### Excerpt provided
###

The invention relates to a method and a device for transcoding a sequence of images from the MPEG2 standard to an MPEG4 standard.
The field is that of video compression for storing or transmitting audio and video data. Interest is particularly focused on the block compression schemes applied to the interlaced images, in the context of transcoding operations from MPEG2 to MPEG4.
Interlaced video is the format most commonly used for television. A frame is made up of two fields, even and odd, also called top field and bottom field, which respectively represent the odd and even lines of the image. Since the top field and the bottom field are acquired at two different instants, certain images of a sequence present interlacing artifacts due to a motion between the two acquisitions.
To better support this format, the MPEG 4 or H.264 standard can be used to code an image according to three different modes: “frame”, “field”, “MBAFF” (acronym for “Macro Block Adaptive Field Frame”). In frame mode, the interlaced image is coded as it is, and in field mode, the two fields are coded separately. The MBAFF mode can be used in addition to the frame mode to enhance this mode by making it possible to locally separate the fields of the image, this mode, also called frame+MBAFF, making it possible to code groups of macroblocks of the frame in field mode.
Hereinafter, a block made up of lines of a single field will be called field block, a block made up alternately of an even field line and an odd field line will be called frame block. A block of coefficients calculated by discrete cosine transformation of a block of field, respectively frame, residues will be called field DCT block, respectively frame DCT block, obtained by field DCT coding, respectively frame DCT coding.

###

### Information provided
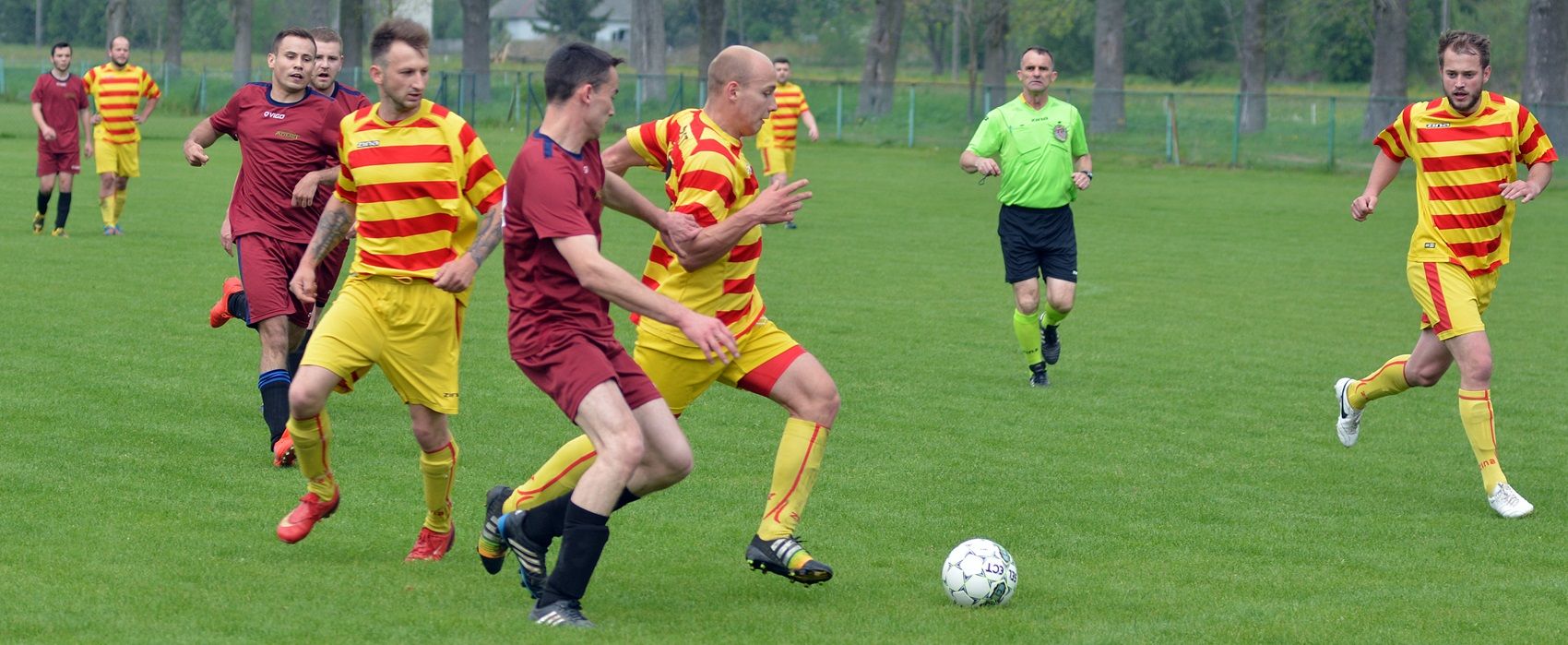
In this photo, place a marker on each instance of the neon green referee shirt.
(1037, 149)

###

Reproduce everything in the video transcoding text from "The invention relates" down to "MPEG2 to MPEG4.".

### Solution to this task
The invention relates to a method and a device for transcoding a sequence of images from the MPEG2 standard to an MPEG4 standard.
The field is that of video compression for storing or transmitting audio and video data. Interest is particularly focused on the block compression schemes applied to the interlaced images, in the context of transcoding operations from MPEG2 to MPEG4.